Add 88 to every x and y coordinate in the answers of the items that run from the line containing "of the shirt" through the end of the items, both ends included. Give those items again in full, requests included.
—————
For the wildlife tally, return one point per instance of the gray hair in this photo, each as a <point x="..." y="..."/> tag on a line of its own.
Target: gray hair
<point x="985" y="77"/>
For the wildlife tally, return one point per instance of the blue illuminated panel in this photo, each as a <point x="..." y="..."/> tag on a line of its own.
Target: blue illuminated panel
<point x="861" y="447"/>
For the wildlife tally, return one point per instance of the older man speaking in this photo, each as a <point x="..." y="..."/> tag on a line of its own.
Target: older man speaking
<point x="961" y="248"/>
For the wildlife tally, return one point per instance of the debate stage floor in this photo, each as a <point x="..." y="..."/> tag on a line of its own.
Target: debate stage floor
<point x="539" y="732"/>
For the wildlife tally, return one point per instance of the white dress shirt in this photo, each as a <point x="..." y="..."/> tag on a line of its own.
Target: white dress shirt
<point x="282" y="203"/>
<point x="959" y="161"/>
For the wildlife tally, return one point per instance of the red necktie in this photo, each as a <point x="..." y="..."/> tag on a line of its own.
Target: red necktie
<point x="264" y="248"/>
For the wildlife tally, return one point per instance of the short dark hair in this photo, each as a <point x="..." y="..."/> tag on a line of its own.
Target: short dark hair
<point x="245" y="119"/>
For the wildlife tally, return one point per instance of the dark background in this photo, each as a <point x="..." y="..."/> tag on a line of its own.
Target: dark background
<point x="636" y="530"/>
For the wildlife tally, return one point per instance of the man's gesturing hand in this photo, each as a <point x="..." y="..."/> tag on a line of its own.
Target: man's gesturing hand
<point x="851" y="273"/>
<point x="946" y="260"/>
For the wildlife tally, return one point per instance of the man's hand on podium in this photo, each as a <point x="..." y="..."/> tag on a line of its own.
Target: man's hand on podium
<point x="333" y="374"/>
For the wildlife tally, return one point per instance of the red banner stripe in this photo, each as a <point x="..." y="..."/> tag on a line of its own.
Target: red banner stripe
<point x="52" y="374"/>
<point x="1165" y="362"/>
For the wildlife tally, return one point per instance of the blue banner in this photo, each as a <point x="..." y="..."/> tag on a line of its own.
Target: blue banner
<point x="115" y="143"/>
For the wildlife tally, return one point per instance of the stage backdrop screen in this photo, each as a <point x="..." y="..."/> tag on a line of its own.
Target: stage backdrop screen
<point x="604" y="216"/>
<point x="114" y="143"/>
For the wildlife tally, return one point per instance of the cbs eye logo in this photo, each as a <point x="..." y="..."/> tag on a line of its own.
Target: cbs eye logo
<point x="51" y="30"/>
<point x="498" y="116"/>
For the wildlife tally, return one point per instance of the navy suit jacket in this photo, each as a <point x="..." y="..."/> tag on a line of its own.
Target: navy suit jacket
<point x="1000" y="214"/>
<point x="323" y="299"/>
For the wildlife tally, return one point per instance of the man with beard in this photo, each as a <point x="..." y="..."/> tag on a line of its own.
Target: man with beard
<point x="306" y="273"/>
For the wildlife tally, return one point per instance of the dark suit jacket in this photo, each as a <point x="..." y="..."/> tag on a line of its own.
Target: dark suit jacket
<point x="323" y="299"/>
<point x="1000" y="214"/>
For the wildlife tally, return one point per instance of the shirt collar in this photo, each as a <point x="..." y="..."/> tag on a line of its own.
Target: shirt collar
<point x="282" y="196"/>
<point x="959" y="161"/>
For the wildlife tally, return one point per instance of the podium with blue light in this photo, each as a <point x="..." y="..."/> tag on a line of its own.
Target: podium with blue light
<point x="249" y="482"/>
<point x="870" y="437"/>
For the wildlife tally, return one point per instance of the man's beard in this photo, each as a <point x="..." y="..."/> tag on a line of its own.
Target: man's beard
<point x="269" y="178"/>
—————
▶ **Output for this exercise**:
For the wildlife tally, return one point per instance of the shirt collar in this photo, each as a <point x="..." y="..."/> tag on a line of its own.
Target: shirt collar
<point x="370" y="284"/>
<point x="1047" y="249"/>
For the wildlife tally, return one point per instance of the podium with blue light in this photo, each as a <point x="..." y="..."/> tag on a line of its own.
Target: podium with blue light
<point x="337" y="570"/>
<point x="958" y="525"/>
For the wildlife tally, return one point per instance of the man's beard in this photo, each as a <point x="..." y="..."/> tag on a line of its own.
Target: man's beard
<point x="357" y="266"/>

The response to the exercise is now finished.